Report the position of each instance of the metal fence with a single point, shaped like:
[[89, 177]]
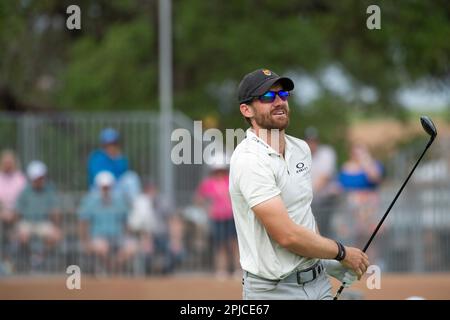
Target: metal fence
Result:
[[416, 237]]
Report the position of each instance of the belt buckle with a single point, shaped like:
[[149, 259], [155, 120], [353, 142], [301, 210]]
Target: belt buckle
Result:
[[314, 273]]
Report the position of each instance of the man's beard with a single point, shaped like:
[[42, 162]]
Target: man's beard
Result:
[[268, 121]]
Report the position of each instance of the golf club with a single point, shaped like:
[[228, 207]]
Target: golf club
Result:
[[429, 127]]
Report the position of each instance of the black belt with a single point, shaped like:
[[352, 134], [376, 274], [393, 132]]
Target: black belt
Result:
[[297, 276]]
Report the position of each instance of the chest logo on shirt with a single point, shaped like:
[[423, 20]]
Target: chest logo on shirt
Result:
[[300, 167]]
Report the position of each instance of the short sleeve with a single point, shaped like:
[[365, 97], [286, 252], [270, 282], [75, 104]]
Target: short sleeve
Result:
[[255, 179]]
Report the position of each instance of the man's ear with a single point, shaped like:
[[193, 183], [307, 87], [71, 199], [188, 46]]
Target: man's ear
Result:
[[246, 110]]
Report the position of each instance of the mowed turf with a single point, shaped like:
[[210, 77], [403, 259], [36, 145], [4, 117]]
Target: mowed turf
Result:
[[205, 287]]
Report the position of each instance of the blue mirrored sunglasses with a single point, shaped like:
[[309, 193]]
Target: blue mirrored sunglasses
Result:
[[270, 96]]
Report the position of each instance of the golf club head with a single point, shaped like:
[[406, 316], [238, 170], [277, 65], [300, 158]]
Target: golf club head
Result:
[[428, 126]]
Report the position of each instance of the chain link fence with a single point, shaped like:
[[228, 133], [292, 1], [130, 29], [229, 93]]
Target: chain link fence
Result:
[[416, 237]]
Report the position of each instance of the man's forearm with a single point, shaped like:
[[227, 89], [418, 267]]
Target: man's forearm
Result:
[[306, 243]]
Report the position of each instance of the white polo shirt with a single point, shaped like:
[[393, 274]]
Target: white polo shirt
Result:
[[257, 174]]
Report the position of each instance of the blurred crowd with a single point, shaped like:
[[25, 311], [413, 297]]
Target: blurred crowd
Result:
[[123, 222]]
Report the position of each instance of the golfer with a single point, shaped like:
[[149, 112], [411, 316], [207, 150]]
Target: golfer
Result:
[[282, 254]]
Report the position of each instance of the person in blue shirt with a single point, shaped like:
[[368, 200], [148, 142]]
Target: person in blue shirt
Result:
[[361, 172], [107, 158], [359, 178]]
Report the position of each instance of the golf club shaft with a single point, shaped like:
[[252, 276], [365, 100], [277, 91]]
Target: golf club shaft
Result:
[[388, 210]]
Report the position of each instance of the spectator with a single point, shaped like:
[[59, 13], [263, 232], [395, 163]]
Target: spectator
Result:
[[12, 182], [103, 215], [323, 173], [159, 229], [214, 196], [360, 177], [38, 213], [108, 158]]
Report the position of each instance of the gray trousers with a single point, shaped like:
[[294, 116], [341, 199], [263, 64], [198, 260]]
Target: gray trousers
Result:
[[260, 289]]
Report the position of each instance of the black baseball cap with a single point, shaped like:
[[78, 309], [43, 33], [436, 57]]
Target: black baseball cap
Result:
[[257, 83]]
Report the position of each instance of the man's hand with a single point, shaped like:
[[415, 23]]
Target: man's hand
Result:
[[339, 271], [356, 260], [349, 278]]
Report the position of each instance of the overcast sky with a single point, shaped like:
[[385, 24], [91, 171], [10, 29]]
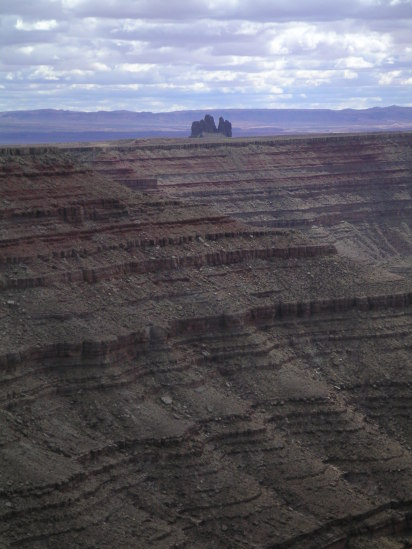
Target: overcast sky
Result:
[[163, 55]]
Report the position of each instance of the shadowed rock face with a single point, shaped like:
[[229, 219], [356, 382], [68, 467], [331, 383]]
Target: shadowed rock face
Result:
[[208, 126], [206, 343]]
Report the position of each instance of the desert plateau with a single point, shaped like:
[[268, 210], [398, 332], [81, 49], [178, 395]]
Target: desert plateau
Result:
[[207, 343]]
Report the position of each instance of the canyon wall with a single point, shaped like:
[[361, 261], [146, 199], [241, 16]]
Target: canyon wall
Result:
[[206, 344]]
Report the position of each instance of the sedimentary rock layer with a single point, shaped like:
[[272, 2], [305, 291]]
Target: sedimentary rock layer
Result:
[[218, 358]]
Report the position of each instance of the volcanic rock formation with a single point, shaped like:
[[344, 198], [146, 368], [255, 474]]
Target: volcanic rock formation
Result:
[[206, 343]]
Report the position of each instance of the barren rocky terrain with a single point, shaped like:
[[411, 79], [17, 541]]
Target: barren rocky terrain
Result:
[[207, 343]]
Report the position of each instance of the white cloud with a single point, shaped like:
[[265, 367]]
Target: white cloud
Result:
[[387, 78], [44, 25]]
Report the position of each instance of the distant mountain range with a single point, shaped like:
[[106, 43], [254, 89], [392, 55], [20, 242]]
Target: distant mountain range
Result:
[[52, 126]]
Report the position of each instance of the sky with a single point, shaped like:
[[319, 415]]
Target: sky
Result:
[[166, 55]]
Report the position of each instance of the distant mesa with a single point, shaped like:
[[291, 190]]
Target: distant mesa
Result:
[[208, 126]]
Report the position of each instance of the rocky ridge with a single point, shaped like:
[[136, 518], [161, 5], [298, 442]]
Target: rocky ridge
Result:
[[206, 343]]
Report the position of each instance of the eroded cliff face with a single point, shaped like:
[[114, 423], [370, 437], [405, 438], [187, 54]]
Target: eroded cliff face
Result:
[[206, 344]]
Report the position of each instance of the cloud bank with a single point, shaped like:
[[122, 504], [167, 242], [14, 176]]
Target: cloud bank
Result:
[[156, 56]]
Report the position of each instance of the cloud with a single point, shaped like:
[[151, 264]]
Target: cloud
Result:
[[43, 25]]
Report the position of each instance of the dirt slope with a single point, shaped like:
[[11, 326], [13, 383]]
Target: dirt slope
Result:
[[206, 344]]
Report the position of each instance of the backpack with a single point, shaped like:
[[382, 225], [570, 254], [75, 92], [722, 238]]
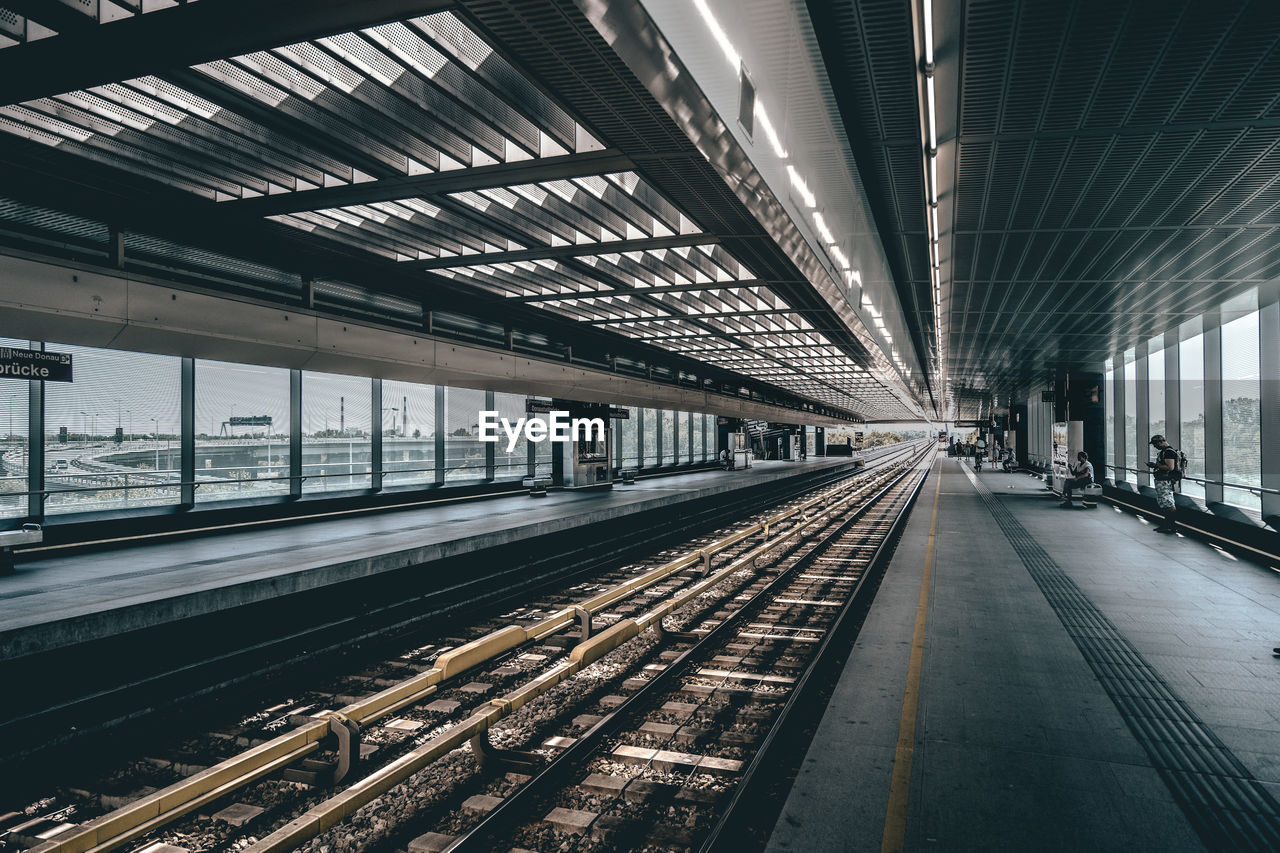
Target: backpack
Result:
[[1175, 475]]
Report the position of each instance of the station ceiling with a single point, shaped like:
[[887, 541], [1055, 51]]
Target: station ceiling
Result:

--------

> **TASK INSTRUCTIONS**
Your copy should match the entries above exactly and contain no pictures.

> **SOLUTION TO THIS TASK**
Report the position of each instance of the metal fence with a single point, shaped like:
[[89, 177]]
Target: metal fence
Result:
[[416, 237]]
Report the position of each instance of the belt buckle with a single point, shaped like:
[[149, 259], [155, 120], [353, 142], [301, 210]]
Target: belt buckle
Result:
[[314, 273]]
Report the position of each instance of the man's beard with a single point, shaped like:
[[42, 162]]
Target: man's beard
Result:
[[268, 121]]
Report the position of each instance of the golf club with a single point, shaped like:
[[228, 207]]
Target: golf club
Result:
[[429, 127]]
Report the position of each instance of the black belt with a single point, shaped like:
[[352, 134], [376, 274], [393, 132]]
Target: black belt
Result:
[[297, 276]]
Report the position of each instance of the chest logo on shirt with a single point, shaped like:
[[423, 20]]
Target: chest logo on shirt
Result:
[[300, 167]]
Report the position of each instance of the short sleeve with a single point, shaped like:
[[365, 97], [286, 252], [270, 282], [75, 104]]
Target: short sleeve
Result:
[[255, 179]]
Report the position of each instance of the man's ear with a single point, shaped like:
[[193, 183], [307, 87], [71, 199], [188, 46]]
Target: man's ear
Result:
[[246, 110]]
Report the position of each instance of the mowed turf with a single point, shaped like:
[[210, 77], [403, 259], [36, 145], [4, 117]]
Target: mowed turf
Result:
[[205, 287]]
Report the position of each instance of the blue mirrored sunglasses with a single point, shaped like:
[[309, 193]]
Target: blue mirrored sunglasses
Result:
[[270, 96]]
Report the position of each instance of the golf club head with a single point, shaped like:
[[406, 316], [238, 170], [277, 65], [300, 158]]
Target: golf club head
Result:
[[428, 126]]
Report the position of each instance of the chain link fence with a single point, shaped like:
[[228, 133], [292, 1], [130, 29], [229, 93]]
Target: chain link fence
Result:
[[416, 237]]
Report the position of each instance of the man's forearm with a single point, shaped like:
[[227, 89], [418, 267]]
Target: man's forearm
Result:
[[306, 243]]
Report the position of each instance of the white polo shirt with a single point, shaped like:
[[393, 274]]
Target: white polo shirt
Result:
[[257, 174]]
Report the position of each instance of the blurred crowd with a single point, shaped like:
[[25, 311], [413, 297]]
Target: blurred crowd
Result:
[[123, 222]]
Report the position of each instance of the golfer with a single point, shaped like:
[[149, 112], [411, 316], [207, 150]]
Target: golfer
Result:
[[282, 254]]
Report the position of each instance of the person in blue shirt with a single point, shaped like:
[[368, 200], [148, 142]]
Target: person in blue shirt
Result:
[[361, 172], [107, 158], [359, 178]]
Report the position of each instance of the golf club shaft with a single point, shaped like:
[[252, 276], [365, 100], [277, 91]]
Target: golf club shaft
Result:
[[388, 210]]
Report the position of each instance of the spectator with a single point, shaped like:
[[59, 13], [263, 232], [395, 163]]
Target: spectator
Result:
[[12, 182], [103, 215], [323, 173], [159, 229], [214, 196], [360, 177], [38, 213], [108, 158]]
Report the position of each instance of the gray trousers with a single point, shaped like:
[[294, 116], [341, 199], [263, 64], [198, 260]]
Target: gray trousers
Result:
[[260, 289]]
Report the position of each instance of the black baseball cap with a single point, shaped like:
[[78, 309], [43, 33], [436, 57]]
Target: black baseball cap
Result:
[[257, 83]]
Report the position of each instance of the man's hand with a single point, shaped like:
[[415, 23]]
Target: man's hand
Result:
[[339, 271], [356, 260], [349, 278]]
Report the position of each instance of the overcast sky with a single point, shaped like:
[[385, 24], [91, 171], [10, 29]]
Target: overcast sky
Result:
[[163, 55]]
Report the position of each instance of the shadowed rock face with a single point, shaped like:
[[229, 219], [356, 382], [68, 467], [331, 383]]
Target: shadowed rock face
Result:
[[208, 126], [206, 343]]
Report the position of each instance of the desert plateau with a single point, shaped like:
[[268, 210], [398, 332], [81, 49], [178, 395]]
Target: desert plateau
Result:
[[207, 343]]
Report the position of each instance of the canyon wall with a single point, shaped like:
[[361, 261], [146, 199], [241, 16]]
Target: canyon wall
Result:
[[206, 344]]
Report the position of each instance of the sedimentary rock layer with a single point, shaped like:
[[272, 2], [305, 291]]
Target: sedimentary rock layer
Result:
[[218, 358]]
Report the position of each instance of the volcanic rock formation with a single point, shaped like:
[[344, 198], [146, 368], [255, 474]]
Target: volcanic rock formation
Result:
[[206, 343]]
Report the position of each instance of the barren rocky terrain with a single point, shaped like:
[[411, 79], [17, 541]]
Target: barren rocky terrain
Result:
[[207, 343]]
Report the position of each instance of the white cloud with a single point, shaped like:
[[265, 367]]
Target: white cloud
Result:
[[387, 78], [44, 25]]
Report the position of each instance of the distant mountain range with a single point, shaped like:
[[106, 43], [254, 89], [392, 55], [20, 242]]
Target: distant mountain range
Result:
[[52, 126]]
Report the position of each instance of the sky with a single point, shaped like:
[[319, 415]]
Target: sky
Result:
[[166, 55]]
Report the position of each instance of the distant mesa with a single point, shaped like:
[[291, 190]]
Target: distant mesa
Result:
[[208, 126]]
Report the position of each instance of the rocky ridge with a single point, shaped like:
[[136, 518], [161, 5], [298, 442]]
Target: rocky ridge
Result:
[[206, 343]]
Report the position of each instance of the eroded cliff face with a single point, shaped like:
[[114, 423], [370, 437], [405, 438], [187, 54]]
Target: eroded cliff face
Result:
[[206, 344]]
Report the position of each instance of the cloud bank with a single point, shaped like:
[[122, 504], [167, 242], [14, 176]]
Target: cloud bank
Result:
[[156, 56]]
Report the position of each instance of the cloud with a single point, shaped like:
[[151, 264]]
Target: cloud
Result:
[[43, 25]]
Report the position of each instance of the dirt slope with a single point, shaped like:
[[11, 326], [13, 383]]
Target: dirt slope
Result:
[[206, 344]]
Report the position of each instance of the backpack with a single point, shaped like:
[[382, 225], [570, 254], [75, 92], [722, 238]]
Target: backpack
Result:
[[1175, 475]]
Report the position of each instance of the station ceiling with a single point, shaped like:
[[887, 541], [1055, 51]]
Target: station ceiling
Result:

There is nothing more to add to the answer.